--- Begin Reading passage ---

# Fashion (MACS 40400: Computation and the Identification of Cultural Patterns)

## Part III: Identifying Zegna Uomo Interpretants

Today, we're going to attempt to discover if there are any conventional interpretants for Zegna's Uomo cologne. In class on Tuesday, we saw that the product was intended to produce interpretants related to the concepts of masculinity, mastery and sophistication. Today, we are evaluating whether these are the sorts of interpretants that are actually produced in the circles of interpreters outside of individual advertisement that we watched by analyzing the words used in YouTube videos and the things that appear in images related to the Zegna brand more generally on Flickr.

In Part II, we explored meanings associated with the Zegna brand by identifying some of the most frequently appearing elements in photos associated with the brand on Flickr. The Uomo fragrance draws some of its meaning from the Zegna brand more generally and we could see that the Zegna brand does indeed seem to be associated with a certain "urban gentleman" masculinity.

--- End Reading passage ---

Short problem 1 |
Copy the Zegna Uomo passage word for word, from "## Part III: Identifying" up to and including "generally on Flickr.".
Short problem 2 |
In the Zegna Uomo passage, which three concepts did the class see that the product was intended to produce interpretants related to?

--- Begin Recorded information ---

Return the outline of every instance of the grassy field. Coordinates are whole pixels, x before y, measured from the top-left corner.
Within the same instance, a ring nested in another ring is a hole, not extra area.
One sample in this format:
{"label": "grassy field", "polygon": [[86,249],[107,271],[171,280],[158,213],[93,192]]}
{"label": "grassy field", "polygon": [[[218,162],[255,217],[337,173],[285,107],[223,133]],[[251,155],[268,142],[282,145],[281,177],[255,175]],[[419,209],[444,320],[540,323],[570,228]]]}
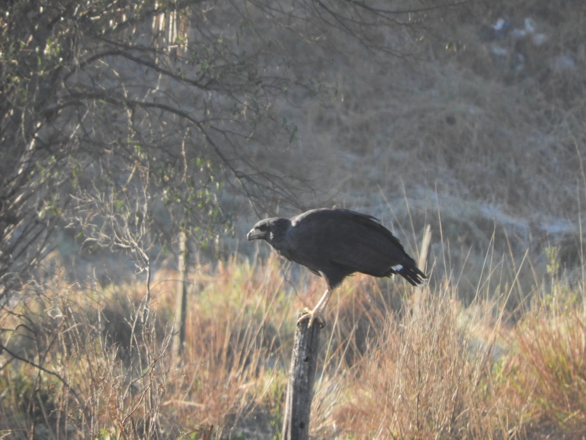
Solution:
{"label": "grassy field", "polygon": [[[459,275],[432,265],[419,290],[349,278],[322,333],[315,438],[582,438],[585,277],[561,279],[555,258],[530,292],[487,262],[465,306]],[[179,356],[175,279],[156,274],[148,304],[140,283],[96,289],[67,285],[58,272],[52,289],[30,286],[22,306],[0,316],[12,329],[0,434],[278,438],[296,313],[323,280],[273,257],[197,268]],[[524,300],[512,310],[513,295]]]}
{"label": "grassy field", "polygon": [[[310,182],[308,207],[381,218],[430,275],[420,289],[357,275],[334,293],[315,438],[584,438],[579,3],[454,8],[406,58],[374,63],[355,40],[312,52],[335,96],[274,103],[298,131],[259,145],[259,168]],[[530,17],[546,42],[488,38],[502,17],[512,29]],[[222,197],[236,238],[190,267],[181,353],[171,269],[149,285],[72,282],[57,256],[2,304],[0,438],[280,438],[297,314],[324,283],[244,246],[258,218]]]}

--- End Recorded information ---
--- Begin Recorded information ---

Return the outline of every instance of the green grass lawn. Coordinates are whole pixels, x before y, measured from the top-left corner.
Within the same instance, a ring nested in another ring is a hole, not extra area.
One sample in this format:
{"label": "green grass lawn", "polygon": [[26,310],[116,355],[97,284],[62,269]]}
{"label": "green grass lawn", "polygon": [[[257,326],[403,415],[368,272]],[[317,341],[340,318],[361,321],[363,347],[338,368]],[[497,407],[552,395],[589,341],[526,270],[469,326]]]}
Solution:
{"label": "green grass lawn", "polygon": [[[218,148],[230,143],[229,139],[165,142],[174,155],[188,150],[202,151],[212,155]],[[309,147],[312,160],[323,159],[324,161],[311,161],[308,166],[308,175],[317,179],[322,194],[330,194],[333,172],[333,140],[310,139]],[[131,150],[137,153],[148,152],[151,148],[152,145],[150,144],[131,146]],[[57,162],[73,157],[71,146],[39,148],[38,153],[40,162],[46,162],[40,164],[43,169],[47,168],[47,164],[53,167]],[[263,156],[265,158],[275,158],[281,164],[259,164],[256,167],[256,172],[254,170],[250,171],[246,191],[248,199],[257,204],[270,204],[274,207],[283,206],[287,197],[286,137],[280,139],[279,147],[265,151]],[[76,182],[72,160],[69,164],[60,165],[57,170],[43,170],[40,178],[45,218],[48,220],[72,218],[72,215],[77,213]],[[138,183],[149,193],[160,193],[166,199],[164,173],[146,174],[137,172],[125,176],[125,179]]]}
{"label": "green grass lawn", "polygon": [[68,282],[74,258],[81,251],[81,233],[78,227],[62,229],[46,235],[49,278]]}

--- End Recorded information ---
--- Begin Recorded information ---

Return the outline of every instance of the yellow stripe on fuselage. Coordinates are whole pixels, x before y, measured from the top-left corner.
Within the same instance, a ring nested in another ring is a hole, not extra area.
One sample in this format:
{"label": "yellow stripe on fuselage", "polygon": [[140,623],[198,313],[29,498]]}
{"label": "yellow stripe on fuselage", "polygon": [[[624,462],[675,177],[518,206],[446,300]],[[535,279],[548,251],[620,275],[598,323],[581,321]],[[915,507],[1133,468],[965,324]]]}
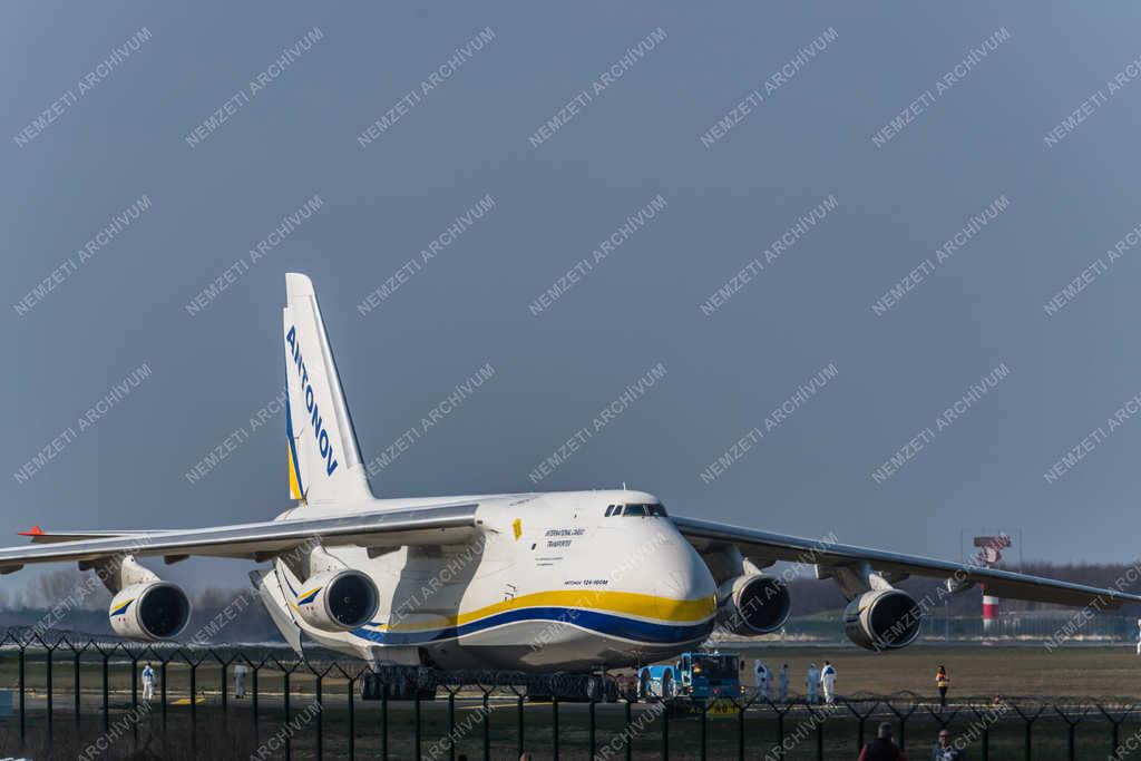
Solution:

--- End Recorded information ---

Written response 1 |
## Part III: Identifying Zegna Uomo Interpretants

Today, we're going to attempt to discover if there are any conventional interpretants for Zegna's Uomo cologne. In class on Tuesday, we saw that the product was intended to produce interpretants related to the concepts of masculinity, mastery and sophistication. Today, we are evaluating whether these are the sorts of interpretants that are actually produced in the circles of interpreters outside of individual advertisement that we watched by analyzing the words used in YouTube videos and the things that appear in images related to the Zegna brand more generally on Flickr.

Written response 2 |
Masculinity, mastery and sophistication.